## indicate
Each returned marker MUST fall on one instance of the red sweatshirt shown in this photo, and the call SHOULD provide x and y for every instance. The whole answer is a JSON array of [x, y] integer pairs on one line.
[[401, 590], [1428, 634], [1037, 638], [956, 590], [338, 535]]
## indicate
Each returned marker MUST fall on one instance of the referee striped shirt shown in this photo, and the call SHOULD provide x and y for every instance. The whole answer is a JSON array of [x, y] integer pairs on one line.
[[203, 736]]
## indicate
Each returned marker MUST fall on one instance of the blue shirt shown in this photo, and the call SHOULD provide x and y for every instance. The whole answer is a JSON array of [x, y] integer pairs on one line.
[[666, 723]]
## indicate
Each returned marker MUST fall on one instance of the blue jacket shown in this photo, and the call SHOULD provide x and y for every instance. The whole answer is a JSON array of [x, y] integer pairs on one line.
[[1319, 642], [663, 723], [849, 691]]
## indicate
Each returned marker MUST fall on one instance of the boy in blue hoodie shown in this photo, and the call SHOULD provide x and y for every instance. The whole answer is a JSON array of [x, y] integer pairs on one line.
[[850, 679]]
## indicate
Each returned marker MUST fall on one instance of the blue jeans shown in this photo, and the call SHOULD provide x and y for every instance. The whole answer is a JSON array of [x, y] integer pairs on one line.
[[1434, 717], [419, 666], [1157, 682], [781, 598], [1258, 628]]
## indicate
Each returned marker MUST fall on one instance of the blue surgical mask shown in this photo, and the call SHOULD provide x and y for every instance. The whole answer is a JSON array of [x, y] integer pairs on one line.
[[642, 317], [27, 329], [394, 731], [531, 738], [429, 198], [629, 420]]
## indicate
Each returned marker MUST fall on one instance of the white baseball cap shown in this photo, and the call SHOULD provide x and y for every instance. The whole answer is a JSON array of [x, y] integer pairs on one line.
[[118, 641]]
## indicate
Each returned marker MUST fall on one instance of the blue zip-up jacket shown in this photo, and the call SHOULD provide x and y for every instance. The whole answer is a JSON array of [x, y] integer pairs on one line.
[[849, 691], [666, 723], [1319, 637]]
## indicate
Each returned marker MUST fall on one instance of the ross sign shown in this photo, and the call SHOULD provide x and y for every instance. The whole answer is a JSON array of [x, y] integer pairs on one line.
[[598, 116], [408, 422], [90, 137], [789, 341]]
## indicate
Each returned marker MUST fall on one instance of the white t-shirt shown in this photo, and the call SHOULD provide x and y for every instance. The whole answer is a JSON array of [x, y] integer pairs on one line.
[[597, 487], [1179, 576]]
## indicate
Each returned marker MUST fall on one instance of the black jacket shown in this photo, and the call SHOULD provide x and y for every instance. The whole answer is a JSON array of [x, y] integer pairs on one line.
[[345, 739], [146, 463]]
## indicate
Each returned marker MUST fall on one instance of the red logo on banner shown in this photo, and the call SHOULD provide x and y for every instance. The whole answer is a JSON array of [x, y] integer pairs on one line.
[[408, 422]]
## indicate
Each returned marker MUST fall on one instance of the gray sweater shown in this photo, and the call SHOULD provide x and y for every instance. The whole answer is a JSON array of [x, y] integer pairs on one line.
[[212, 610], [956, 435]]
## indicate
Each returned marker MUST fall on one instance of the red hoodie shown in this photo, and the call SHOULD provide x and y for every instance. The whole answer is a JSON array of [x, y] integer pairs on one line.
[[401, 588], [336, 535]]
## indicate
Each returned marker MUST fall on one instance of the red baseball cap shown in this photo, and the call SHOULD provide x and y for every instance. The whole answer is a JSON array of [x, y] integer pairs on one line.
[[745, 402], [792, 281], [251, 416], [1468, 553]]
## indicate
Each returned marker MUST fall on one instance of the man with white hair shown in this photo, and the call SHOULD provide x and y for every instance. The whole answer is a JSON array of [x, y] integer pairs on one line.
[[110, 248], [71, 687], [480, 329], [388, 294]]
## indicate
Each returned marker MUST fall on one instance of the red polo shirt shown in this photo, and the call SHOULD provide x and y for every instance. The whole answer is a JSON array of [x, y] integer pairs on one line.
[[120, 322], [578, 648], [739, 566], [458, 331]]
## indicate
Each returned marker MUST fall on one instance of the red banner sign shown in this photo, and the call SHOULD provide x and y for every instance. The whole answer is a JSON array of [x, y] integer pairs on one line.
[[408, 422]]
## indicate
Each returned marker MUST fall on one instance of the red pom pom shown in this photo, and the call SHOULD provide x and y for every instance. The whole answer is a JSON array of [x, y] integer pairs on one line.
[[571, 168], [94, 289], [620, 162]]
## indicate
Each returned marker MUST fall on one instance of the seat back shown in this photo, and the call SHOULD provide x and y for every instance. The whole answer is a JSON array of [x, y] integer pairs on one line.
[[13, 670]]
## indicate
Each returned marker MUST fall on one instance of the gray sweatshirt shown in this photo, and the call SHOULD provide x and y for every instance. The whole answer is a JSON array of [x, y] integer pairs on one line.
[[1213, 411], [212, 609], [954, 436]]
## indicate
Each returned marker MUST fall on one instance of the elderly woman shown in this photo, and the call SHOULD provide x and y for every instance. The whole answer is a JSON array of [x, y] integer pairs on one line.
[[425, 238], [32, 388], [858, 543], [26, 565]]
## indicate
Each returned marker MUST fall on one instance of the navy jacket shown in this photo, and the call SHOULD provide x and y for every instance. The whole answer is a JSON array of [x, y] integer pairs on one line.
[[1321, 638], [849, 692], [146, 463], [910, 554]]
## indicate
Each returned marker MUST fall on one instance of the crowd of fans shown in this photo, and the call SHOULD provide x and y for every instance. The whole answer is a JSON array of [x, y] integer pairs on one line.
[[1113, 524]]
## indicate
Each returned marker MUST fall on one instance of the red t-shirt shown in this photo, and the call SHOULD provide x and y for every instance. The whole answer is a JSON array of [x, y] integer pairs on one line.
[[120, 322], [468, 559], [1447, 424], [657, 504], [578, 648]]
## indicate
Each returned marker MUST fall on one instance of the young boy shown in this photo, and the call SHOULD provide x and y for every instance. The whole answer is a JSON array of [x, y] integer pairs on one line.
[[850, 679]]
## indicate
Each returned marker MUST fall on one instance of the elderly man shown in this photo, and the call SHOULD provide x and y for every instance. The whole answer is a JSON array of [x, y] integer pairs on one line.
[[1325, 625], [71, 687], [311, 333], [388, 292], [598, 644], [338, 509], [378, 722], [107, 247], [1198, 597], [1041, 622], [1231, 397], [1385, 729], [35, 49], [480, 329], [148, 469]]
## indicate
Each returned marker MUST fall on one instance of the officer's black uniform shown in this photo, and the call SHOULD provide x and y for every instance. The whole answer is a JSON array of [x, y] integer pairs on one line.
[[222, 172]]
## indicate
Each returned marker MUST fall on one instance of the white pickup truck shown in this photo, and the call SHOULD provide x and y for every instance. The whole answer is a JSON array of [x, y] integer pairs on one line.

Direction.
Please write out every entry above again, word for word and in the same order.

Problem solution.
## indicate
Each returned marker MUST fall on one instance of the red sweatshirt shown in this photo, and the call SHOULD provide x and y for every instance. The whole answer is a JSON array of [x, y] integer pairs on one line.
[[401, 590], [1428, 634], [1037, 638], [956, 590], [338, 535]]
## indicate
Each returned marker MUST fall on one instance of the referee striped shirt shown in this photo, and the call SHOULD provide x and y for every instance. The whole answer is a JSON array of [x, y] integer pairs on one line.
[[203, 736]]
## indicate
Each returned marker MUST fall on one instance of the blue shirt shown in this photo, and the call SHOULD provide x and y for every instance. The whole answer is a JSON array of [x, y] integer pairs on one line.
[[666, 723]]
## indicate
Each returned marker MUST fall on one instance of the blue jacket shown in this photo, and the call SHOULD provide x and y for every instance. The whole answer is a JSON array of [x, y] integer pairs on one line.
[[1319, 642], [663, 723], [849, 691]]
## indicate
Each returned marker MUST fall on one instance of the boy in blue hoodie shown in this photo, and the call SHOULD provide x and y for every instance. The whole answer is a JSON array of [x, y] integer pairs on one line.
[[850, 679]]
## indicate
Each returned marker MUST fall on one instance of the blue jeans shown in this photo, and the call SHOULD provide x and y for every instance. The whole answer is a JSON array of [x, y] integer pairs on one line.
[[1434, 717], [419, 666], [1157, 682], [781, 598], [1258, 628]]
## indicate
Each returned marker MUST fall on one instance of the blue surgical mask shown in this photo, and the call SHOULD provide x and y for every instance. The whole answer is a JSON array of [x, y] integer pairs on one line.
[[642, 317], [27, 329], [394, 731], [531, 738], [429, 198], [629, 420]]
## indicate
Each returned marker MUST fall on one instance of the white baseball cap shown in this photo, and the call SHOULD provide x and y for every instance. The whole answer is a JSON array of [x, y] integer pairs on one line.
[[118, 641]]
## indicate
Each returned marker MUST fall on one instance of the blue zip-up jacket shown in this photo, and the call SHOULD provide x and y for every instance. The whole answer is a JSON array of [x, y] integer pairs on one line.
[[849, 691], [666, 723], [1319, 637]]
## indicate
Each returned marker MUST fall on one instance of the ross sign shown in this photo, and the call SHOULD provide x and y for every instance. The whole answer is a JSON array of [x, y] integer pairs on one line.
[[598, 116], [408, 422], [90, 137], [789, 341]]
## indicate
Each returned marker MUST fall on one instance of the white t-shirt shown in this photo, and the call SHOULD provide x and y for every instance. The whole answer is a JSON array of [x, y] integer pairs on one line.
[[597, 487], [1179, 576]]
## indicate
Each returned marker MUST fall on one instance of the black jacket shown in this photo, and the call SHOULD provide x and y for every instance. The whole answer is a JSON array of [x, y] integer pairs on one line.
[[345, 739], [146, 463]]
## indicate
Each returned marker MUST fall on one instance of the red logo on banner shown in this photo, and the call SHOULD provide x and y for every instance. The whole answer is a JSON array of [x, y] integer pairs on one line.
[[408, 422]]
## indicate
Each returned marker MUST fall on one instance of the gray sweater shown in this photo, and the call SHOULD provide x and y for every instance. The whole answer is a JSON array of [x, y] integer pairs on one line.
[[212, 610], [956, 435]]
## indicate
Each returned marker MUST fall on one instance of the red hoodie shown in this photo, and the call SHOULD provide x and y for every instance. The whole answer is a JSON array of [x, y] integer pairs on one line.
[[401, 588], [336, 535]]
## indicate
Each returned marker MUST fall on one instance of the red baseball cap shown in this photo, and the call SHOULD provide x and y for every instance. The whole answer is a JSON array of [x, y] integer pairs on one line.
[[745, 402], [792, 281], [251, 416], [1468, 553]]
## indicate
Each returned marker MUST fall on one instance of the man with white hair shown in this photo, and the call SHOULD provide x and y for every instance. The whole answer is a JSON array of [x, y] integer pairs on one line.
[[110, 248], [71, 687], [480, 329], [388, 294]]
## indicate
Each returned marker MUST fall on one instance of the red polo shirt shown in this photo, and the call SHOULD provide x and y for every instance. The whole answer is a JSON array of [x, y] integer pairs on one line.
[[120, 322], [578, 648], [739, 566], [458, 331]]
## indicate
Each returned marker MUST fall on one instance of the red banner sign shown in this photo, and the call SHOULD provide x and y for every instance. The whole answer is a JSON array of [x, y] integer pairs on one line.
[[408, 422]]
## indicate
Each returned marker MUST fall on one instance of the red pom pom shown in this photo, and the call SHOULD provide x and y for every instance. The whole answer is a JSON array of [x, y] integer pairs on one line.
[[571, 168], [94, 289], [620, 162]]
## indicate
Each returned marker MUST fall on one instance of the seat back shown in this photo, and the call SHOULD provide x and y for every instance. The whole answer is a JSON array of [x, y] integer pairs on one line.
[[13, 670]]
## indicate
Each returned marker MUST fall on one instance of the gray sweatshirt shown in this photo, and the call SHOULD provide x and y for every instance. The whole answer is a JSON array of [x, y] integer pairs on one line.
[[1213, 411], [212, 609], [954, 436]]
## indicate
Each returned marker MUST fall on one instance of the elderly woman shown in this photo, and the call SHOULD provide x and y for every instance. The whole answer is a JSON array of [x, y] integer pairs on one line.
[[425, 238], [32, 388], [858, 543], [26, 565]]
## indicate
Each returned marker MUST fall on one instance of the navy jacket shown in this photo, and the call SHOULD provide x and y for every instance. The whole answer is a JSON array of [x, y] integer pairs on one line.
[[1321, 638], [849, 692], [146, 463], [910, 554]]
## indicate
Each returned marker MUST fall on one instance of the crowd of fans shown in this photo, and the call SHOULD provide x and y for every instance. The whole answer is a JSON array of [x, y] integer pairs on one line.
[[1113, 524]]
## indicate
Each returned marker MUST fall on one instance of the red t-shirt shown in this photo, and the call SHOULD provide x and y for every instance. The whole answer is a JSON array of [x, y] integer pairs on one line.
[[120, 322], [468, 559], [1447, 424], [657, 504], [578, 648]]
## indicate
Each returned marker MUST fall on one instance of the young boy shown in this photo, and the call SHOULD provide x and y for every instance. The whole answer is a JSON array of [x, y] integer pairs on one line.
[[850, 679]]
## indicate
Each returned marker MUST fall on one instance of the elderly man shown in this photo, and the call SHOULD provide x and y for every instance. The whole answer is a JSON array of [x, y] integer pairs on one line.
[[1325, 625], [71, 687], [311, 333], [388, 292], [598, 644], [338, 509], [378, 722], [107, 247], [1198, 597], [1041, 622], [1231, 397], [1385, 729], [35, 49], [480, 329], [148, 469]]
## indicate
Each returned marker MUST fall on one instance of the officer's black uniform shown in this photo, and the call SHOULD provide x and y for every instance. The whole answer is a JSON array of [x, y] integer pairs on one line.
[[222, 172]]
## indicate
Each returned marker MUST fall on one instance of the white pickup truck shown in this photo, and the call SHOULD provide x and y for every instance. The whole answer is a JSON array of [x, y] integer pairs on one line.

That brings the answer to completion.